WHAT THE EXERCISE ASKS: Copy every line of the material below verbatim, with no changes to wording, spacing, or punctuation.

DATA EXCERPTS:
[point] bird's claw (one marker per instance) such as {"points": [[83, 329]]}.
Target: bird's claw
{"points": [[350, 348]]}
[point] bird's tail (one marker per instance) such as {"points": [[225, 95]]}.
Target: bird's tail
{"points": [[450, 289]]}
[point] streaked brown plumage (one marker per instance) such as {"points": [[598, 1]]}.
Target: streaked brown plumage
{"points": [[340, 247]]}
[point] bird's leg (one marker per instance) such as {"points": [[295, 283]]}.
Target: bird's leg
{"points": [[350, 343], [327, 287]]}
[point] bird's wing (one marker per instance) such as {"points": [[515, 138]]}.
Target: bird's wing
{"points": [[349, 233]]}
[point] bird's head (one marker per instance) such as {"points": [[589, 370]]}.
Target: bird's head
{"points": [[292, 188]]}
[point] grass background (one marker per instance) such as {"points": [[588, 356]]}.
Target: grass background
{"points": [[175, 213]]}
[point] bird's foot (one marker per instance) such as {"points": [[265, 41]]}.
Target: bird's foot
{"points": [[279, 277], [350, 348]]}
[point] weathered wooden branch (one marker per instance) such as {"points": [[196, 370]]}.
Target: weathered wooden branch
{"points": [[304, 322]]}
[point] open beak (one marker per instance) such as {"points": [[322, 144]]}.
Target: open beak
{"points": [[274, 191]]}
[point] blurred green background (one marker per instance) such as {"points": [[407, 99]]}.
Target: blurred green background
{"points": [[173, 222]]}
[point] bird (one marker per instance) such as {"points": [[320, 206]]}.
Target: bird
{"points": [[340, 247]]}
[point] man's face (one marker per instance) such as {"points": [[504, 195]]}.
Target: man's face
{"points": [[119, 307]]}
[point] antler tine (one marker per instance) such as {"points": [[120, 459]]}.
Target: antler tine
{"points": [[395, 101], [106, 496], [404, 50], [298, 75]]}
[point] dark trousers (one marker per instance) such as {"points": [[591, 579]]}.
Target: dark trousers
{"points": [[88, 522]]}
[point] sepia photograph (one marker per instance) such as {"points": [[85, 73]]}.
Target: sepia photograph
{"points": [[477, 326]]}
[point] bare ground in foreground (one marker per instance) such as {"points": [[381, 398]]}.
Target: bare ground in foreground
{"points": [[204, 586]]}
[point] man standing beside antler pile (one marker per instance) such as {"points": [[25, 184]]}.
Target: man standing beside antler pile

TASK RESULT:
[point] bird's claw (one marker per instance) such as {"points": [[83, 329]]}.
Target: bird's claw
{"points": [[350, 348]]}
[point] bird's tail (one marker per instance) such as {"points": [[225, 95]]}.
Target: bird's tail
{"points": [[450, 289]]}
[point] streaked brown plumage (one marker per instance) such as {"points": [[598, 1]]}.
Target: streaked brown plumage
{"points": [[340, 247]]}
[point] bird's leg (one marker per instance) such as {"points": [[295, 283]]}.
Target: bird's leg
{"points": [[350, 343], [327, 287]]}
[point] bird's wing (one marker per instance) such as {"points": [[515, 138]]}.
Target: bird's wing
{"points": [[349, 233]]}
[point] bird's head (one marker per instance) such as {"points": [[589, 370]]}.
Target: bird's head
{"points": [[292, 188]]}
[point] grass background (one marker per instance) such as {"points": [[588, 356]]}.
Target: grass background
{"points": [[175, 213]]}
[point] bird's foot (one marker per instance) such as {"points": [[265, 41]]}.
Target: bird's foot
{"points": [[279, 277], [350, 348]]}
[point] weathered wooden branch (one marker per instance) such as {"points": [[196, 370]]}.
Target: weathered wooden branch
{"points": [[304, 322]]}
[point] open beak (one marker per instance) such as {"points": [[322, 144]]}.
Target: open beak
{"points": [[274, 191]]}
[point] blurred green background (one marker per instance) such as {"points": [[407, 99]]}.
Target: blurred green background
{"points": [[173, 222]]}
[point] bird (one marker per instance) such as {"points": [[320, 206]]}.
Target: bird
{"points": [[340, 247]]}
[point] man's face (one marker per instance) such as {"points": [[504, 195]]}.
Target: man's face
{"points": [[119, 307]]}
[point] antler tine (one marker per instance) such as {"points": [[120, 459]]}.
Target: antler tine
{"points": [[395, 101], [106, 496], [404, 50], [298, 75]]}
[point] dark trousers (one marker per instance) such as {"points": [[591, 579]]}.
Target: dark trousers
{"points": [[88, 522]]}
[point] sepia photograph (one marker per instance) such as {"points": [[85, 73]]}.
Target: sepia photograph
{"points": [[477, 326]]}
[point] bare ground in foreground (one marker per instance) such as {"points": [[381, 398]]}.
Target: bare ground in foreground
{"points": [[204, 586]]}
[point] man standing beside antler pile (one marker per instance) such as {"points": [[25, 184]]}.
Target: man standing beside antler pile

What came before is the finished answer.